> [EXERCISE AIM]:
Copy out all of the rows below, word for word, with nothing changed.

-- START OF RECORDED DATA --

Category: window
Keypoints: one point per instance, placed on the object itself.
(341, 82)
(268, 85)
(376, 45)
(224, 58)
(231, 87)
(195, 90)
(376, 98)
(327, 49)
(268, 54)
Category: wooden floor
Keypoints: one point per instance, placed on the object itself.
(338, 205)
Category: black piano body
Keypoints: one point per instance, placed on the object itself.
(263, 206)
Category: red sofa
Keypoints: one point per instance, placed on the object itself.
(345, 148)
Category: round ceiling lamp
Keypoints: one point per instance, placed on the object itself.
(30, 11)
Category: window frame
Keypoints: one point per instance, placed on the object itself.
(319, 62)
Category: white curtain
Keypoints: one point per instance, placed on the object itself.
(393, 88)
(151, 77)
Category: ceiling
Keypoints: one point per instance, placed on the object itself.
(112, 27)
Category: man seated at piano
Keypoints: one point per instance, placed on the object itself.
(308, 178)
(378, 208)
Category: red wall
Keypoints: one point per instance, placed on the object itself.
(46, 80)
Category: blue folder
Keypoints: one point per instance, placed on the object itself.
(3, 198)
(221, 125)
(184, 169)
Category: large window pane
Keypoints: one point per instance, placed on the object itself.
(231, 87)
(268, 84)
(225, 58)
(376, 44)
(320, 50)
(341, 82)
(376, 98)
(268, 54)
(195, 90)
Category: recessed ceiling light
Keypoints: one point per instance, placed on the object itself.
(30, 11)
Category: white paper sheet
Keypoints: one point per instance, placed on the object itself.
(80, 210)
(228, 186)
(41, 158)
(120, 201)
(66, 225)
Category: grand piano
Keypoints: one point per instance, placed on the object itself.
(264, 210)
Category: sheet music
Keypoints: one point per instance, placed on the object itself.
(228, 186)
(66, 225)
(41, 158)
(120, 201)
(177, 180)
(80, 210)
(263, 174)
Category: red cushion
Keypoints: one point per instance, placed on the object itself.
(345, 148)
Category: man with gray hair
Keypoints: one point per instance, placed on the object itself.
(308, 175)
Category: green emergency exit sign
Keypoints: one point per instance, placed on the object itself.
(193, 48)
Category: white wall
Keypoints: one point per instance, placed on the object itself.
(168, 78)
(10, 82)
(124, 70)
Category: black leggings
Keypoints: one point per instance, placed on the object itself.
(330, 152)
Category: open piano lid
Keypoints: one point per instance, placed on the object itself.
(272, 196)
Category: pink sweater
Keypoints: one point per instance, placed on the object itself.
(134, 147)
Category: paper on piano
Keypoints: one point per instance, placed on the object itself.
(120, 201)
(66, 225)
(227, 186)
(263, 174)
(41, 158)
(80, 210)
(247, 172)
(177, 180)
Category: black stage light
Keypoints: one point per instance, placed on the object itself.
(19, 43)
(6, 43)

-- END OF RECORDED DATA --

> [ANSWER TO THE TASK]:
Category: window
Keypoints: one point per instance, placed on the object itself.
(341, 82)
(268, 85)
(376, 45)
(224, 58)
(231, 87)
(195, 90)
(376, 98)
(327, 49)
(268, 54)
Category: wooden floor
Keypoints: one point per instance, placed on the object itself.
(338, 205)
Category: black piano body
Keypoints: one point per instance, placed on the object itself.
(263, 206)
Category: red sofa
Keypoints: one point per instance, placed on the object itself.
(345, 148)
Category: round ceiling lamp
Keypoints: one point per instance, placed on the object itself.
(30, 11)
Category: window frame
Keypoints: one point per instance, placed on the object itself.
(319, 62)
Category: white curtain
Keypoints: one point per instance, placed on the object itself.
(393, 88)
(151, 77)
Category: ceiling
Keypoints: one point per instance, placed on the object itself.
(112, 27)
Category: man seated at piano
Keypoints: one point per instance, placed on the object itself.
(308, 178)
(378, 208)
Category: red wall
Keypoints: one point per instance, placed on the object itself.
(46, 80)
Category: blue folder
Keypoints: one point per instance, placed on the object itself.
(3, 198)
(221, 125)
(184, 169)
Category: large window pane
Keypoints: one point per instance, placed on the object itself.
(231, 87)
(268, 84)
(225, 58)
(376, 44)
(320, 50)
(341, 82)
(376, 98)
(268, 54)
(195, 90)
Category: recessed ceiling light
Keypoints: one point per instance, placed on the object itself.
(30, 11)
Category: white paper sheet
Keypoints: one point per instance, placed on the object itself.
(80, 210)
(228, 186)
(41, 158)
(120, 201)
(66, 225)
Category: grand piano
Keypoints: one point per instance, placed on the object itself.
(264, 210)
Category: sheet music
Keypoints: one point per instance, placed on the object itself.
(228, 186)
(66, 225)
(41, 158)
(120, 201)
(177, 180)
(80, 210)
(263, 174)
Category: red cushion
Keypoints: one point per instance, placed on the object itself.
(345, 148)
Category: man with gray hair
Keypoints: one point per instance, placed on the object itself.
(308, 175)
Category: green emergency exit sign
Keypoints: one point per instance, placed on the object itself.
(193, 48)
Category: white wall
Keypoints: one point per instance, placed on the object itself.
(168, 78)
(10, 82)
(124, 70)
Category: black leggings
Keypoints: one point per instance, placed on the object itself.
(330, 152)
Category: open piano lid
Keypoints: one point per instance, placed on the object itself.
(272, 196)
Category: pink sweater
Keypoints: one point per instance, placed on the object itself.
(134, 147)
Category: paper on piano
Keypoints: one point per instance, placed on the object itself.
(120, 201)
(66, 225)
(227, 186)
(263, 174)
(41, 158)
(80, 210)
(247, 172)
(177, 180)
Category: black stage light
Keypoints: one point per instance, placed on the object itself.
(19, 43)
(6, 43)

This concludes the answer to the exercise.